EXTRACT PROVIDED —

Saturday, January 29, 2011

Cleaning House For The Holiday.

In Jewish homes, there's a lot of preparation that goes into getting ready for Passover.  You have to swap out your regular dishes and utensils and pots and pans for sets that are only used during Passover.  You have to get all of the "Hametz" out of the house and purchase "Kosher for Passover" food.  And there's a lot of cleaning involved.  Those crumbs that have been hiding between the stove and the counter have to go.

Well Passover doesn't start until mid-April this year, so there's plenty of time yet, to think about that if you're observant.  No, I'm talking about a more impending deadline; Tuesday marks the the beginning of Dana Milbank's Palin-Free Month!  Looking back on my archives, I find that I too, have been giving the woman too much in the way of pixel bandwidth.  Excluding this post, I've mentioned her 35 times since she dropped in like the Wicked Witch of the East...only nobody had the consideration to immediately drop a house on her.

And I'll admit, she makes great fodder.  Remember the train derailment at the beginning of The Fugitive?  It goes on forever and ever, and you hope nobody will get hurt, but you don't know, and it just keeps on plowing through the forest and YOU CAN'T TAKE YOUR EYES OFF OF IT!  If you're anything like me, you can't take your eyes off of Palin and the ceaseless trainwreck that she is.  Nobody knows whether or not she'll ever be in a position to do some real damage, but in the meantime, the whole thing is UTTERLY MESMERIZING!

And this last few weeks have been no exception.  After the Tuscon Shootings, rightly or wrongly, she came under fire for some of her more intemperate statements and publications.  She had the chance to respond in a variety of ways, but chose to portray herself as the ultimate victim.  And since then, she's been on a valiant crusade to misrepresent, rewrite, alter and misunderstand World History.  I'm not accusing her of being a terrorist, but Abba Eban once said of Yasser Arafat, "He never missed an opportunity to miss an opportunity".  Sarah seems to be taking her cues from odd places.

SUPPLIED MATERIAL —

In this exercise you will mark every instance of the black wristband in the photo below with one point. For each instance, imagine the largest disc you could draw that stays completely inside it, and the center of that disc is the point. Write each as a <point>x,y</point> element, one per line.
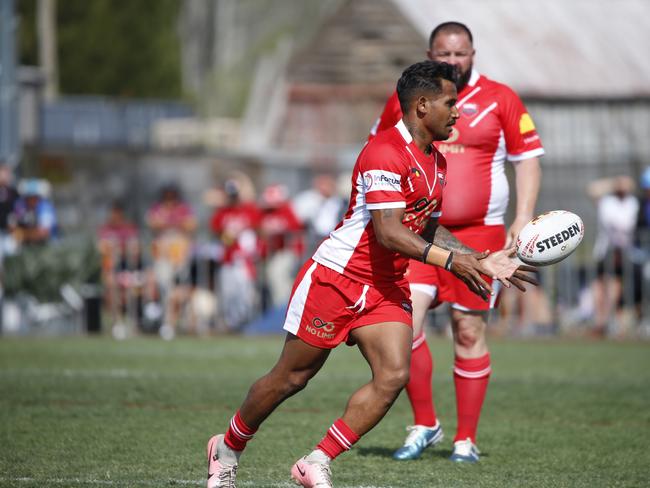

TO DO —
Reproduce, word for word, the stretch of the holiday-cleaning post from "Cleaning House For" through "have to go.". The material above was taken from a separate source.

ANSWER TO THE EXERCISE —
Cleaning House For The Holiday.

In Jewish homes, there's a lot of preparation that goes into getting ready for Passover.  You have to swap out your regular dishes and utensils and pots and pans for sets that are only used during Passover.  You have to get all of the "Hametz" out of the house and purchase "Kosher for Passover" food.  And there's a lot of cleaning involved.  Those crumbs that have been hiding between the stove and the counter have to go.